Exercise requirements: Can you write out all the items below again with "Identify" replaced by "Locate" and everything else unchanged? Leave the pictures out of your answer.

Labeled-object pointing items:
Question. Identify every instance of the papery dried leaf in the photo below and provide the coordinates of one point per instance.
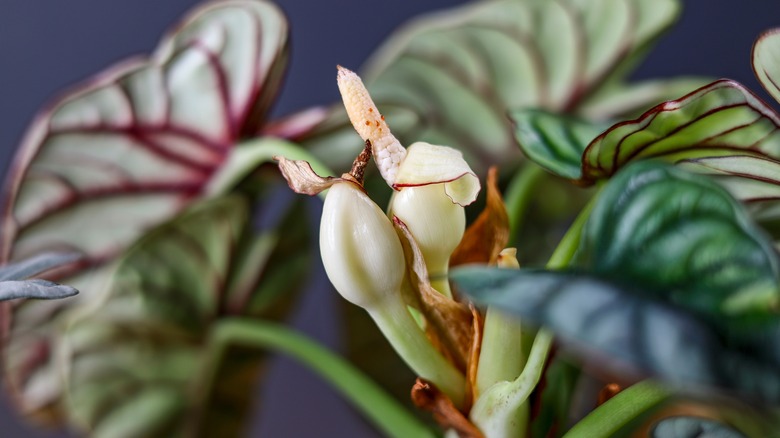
(427, 397)
(302, 178)
(489, 234)
(477, 324)
(451, 321)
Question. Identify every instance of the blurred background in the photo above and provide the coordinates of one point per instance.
(46, 47)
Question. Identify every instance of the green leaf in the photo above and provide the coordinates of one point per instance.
(249, 155)
(684, 240)
(38, 289)
(553, 141)
(126, 151)
(36, 265)
(378, 407)
(766, 61)
(692, 427)
(496, 55)
(167, 294)
(715, 124)
(670, 278)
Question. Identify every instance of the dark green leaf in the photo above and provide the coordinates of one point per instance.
(716, 129)
(38, 289)
(671, 278)
(692, 427)
(684, 240)
(553, 141)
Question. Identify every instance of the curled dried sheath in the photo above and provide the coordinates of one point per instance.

Solution to this problem:
Question. Locate every instance of the papery dried leaf in the photo below and provide the coordinates of one point per instance.
(427, 397)
(302, 178)
(489, 234)
(477, 324)
(451, 321)
Question. Locate every instance of the blurred background in the photo above and provide the coordinates of one point per instance.
(46, 47)
Question. Locate every instance of the green leaf in the photo above and provide the coordinates of one point per instance.
(249, 155)
(684, 240)
(38, 289)
(553, 141)
(126, 151)
(36, 265)
(378, 407)
(766, 61)
(692, 427)
(496, 55)
(167, 294)
(715, 124)
(670, 278)
Question. Locate every instance of the dark green leaf in the photo above and provide the coordinates of one point per instance.
(716, 129)
(38, 289)
(671, 278)
(692, 427)
(684, 240)
(553, 141)
Question. Locate every instance of the curled dried sheath in the photo above and provide the coordinates of one point per instance.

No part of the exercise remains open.